*TEXT TO READ*

_ _ _ _ _

Model
A generalized linear model (GLM) consists of an exponential family of distributions specfied (in its canonical form) by parameters \(\bfeta\), functions \(h, g, \bfu\) and dispersion parameter \(s\) such that \[p(\bfy | \bfeta, s) = h(\bfy, s)\exp\left(\frac{1}{s}\left(\bfeta^T \bfu(\bfy)- g(\bfeta)\right)\right),\] a linear predictor \[\bfa = \bfW^T \bfx \in \R^{p};\] and a link function \(f^{-1}\) such that \[\Exp{\bfy | \bfx} = f(\bfa) = f(\bfw^T \bfx) \in \R^p.\]
Variable \(\bfy \in \R^p\) is to be predicted from \(\bfx \in \R^d\), we assume a distribution on the target variable (an exponential family) and link it to a linear predictor \(\bfx^T\bfw\) by function \(f^{-1}\). The function \(f\) is called activation function. Note that \(\bfeta\) can be thought of a function of input \(\bfx\), \(\bfeta = \bfeta(\bfx).\)

_ _ _ _ _

*BRIEF A*
In the text on generalized linear models, what is the function f called?
The text on generalized linear models and the entries after it are unrelated material.

*RAW RECORDS*

_ _ _ _ _

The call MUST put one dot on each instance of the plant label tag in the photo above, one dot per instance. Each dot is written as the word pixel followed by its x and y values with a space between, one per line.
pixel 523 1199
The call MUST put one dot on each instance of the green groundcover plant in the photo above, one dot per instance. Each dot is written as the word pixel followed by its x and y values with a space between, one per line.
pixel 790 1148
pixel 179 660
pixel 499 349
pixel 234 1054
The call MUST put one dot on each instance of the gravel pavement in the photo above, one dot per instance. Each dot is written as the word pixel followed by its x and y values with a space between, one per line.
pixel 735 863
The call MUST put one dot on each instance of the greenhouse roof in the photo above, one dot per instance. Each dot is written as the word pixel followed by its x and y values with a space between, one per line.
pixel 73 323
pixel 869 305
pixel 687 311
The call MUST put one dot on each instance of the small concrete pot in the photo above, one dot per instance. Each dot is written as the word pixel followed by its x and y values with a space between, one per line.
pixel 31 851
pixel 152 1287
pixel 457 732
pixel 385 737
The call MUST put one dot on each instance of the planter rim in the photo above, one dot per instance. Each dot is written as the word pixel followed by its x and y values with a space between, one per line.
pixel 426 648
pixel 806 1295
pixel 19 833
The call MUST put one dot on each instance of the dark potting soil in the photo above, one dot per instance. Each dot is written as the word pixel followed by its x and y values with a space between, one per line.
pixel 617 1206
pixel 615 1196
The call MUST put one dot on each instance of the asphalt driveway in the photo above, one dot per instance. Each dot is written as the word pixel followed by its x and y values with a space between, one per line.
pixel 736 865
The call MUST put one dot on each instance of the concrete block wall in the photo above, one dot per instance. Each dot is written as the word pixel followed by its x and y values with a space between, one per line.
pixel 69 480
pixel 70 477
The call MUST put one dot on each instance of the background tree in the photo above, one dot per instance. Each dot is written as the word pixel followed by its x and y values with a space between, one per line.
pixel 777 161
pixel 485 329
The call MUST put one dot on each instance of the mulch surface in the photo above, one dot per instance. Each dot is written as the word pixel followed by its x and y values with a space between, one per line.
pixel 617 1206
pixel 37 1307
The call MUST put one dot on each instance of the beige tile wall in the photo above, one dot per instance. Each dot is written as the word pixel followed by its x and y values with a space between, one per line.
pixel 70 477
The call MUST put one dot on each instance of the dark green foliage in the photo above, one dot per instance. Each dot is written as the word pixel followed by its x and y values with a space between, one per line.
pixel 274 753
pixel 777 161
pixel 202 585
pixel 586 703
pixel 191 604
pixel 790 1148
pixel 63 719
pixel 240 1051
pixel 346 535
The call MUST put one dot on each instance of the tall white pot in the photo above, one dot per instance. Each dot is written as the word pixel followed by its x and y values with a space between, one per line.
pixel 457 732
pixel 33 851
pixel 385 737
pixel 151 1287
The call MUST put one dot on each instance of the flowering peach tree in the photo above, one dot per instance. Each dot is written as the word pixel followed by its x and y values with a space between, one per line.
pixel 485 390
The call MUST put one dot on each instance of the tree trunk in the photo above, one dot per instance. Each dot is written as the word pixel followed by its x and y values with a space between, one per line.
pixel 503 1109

_ _ _ _ _

*BRIEF B*
Please report every line of the entries that holds the string "pavement".

*WRITTEN REPLY A*
The activation function.

*WRITTEN REPLY B*
The call MUST put one dot on each instance of the gravel pavement in the photo above, one dot per instance. Each dot is written as the word pixel followed by its x and y values with a space between, one per line.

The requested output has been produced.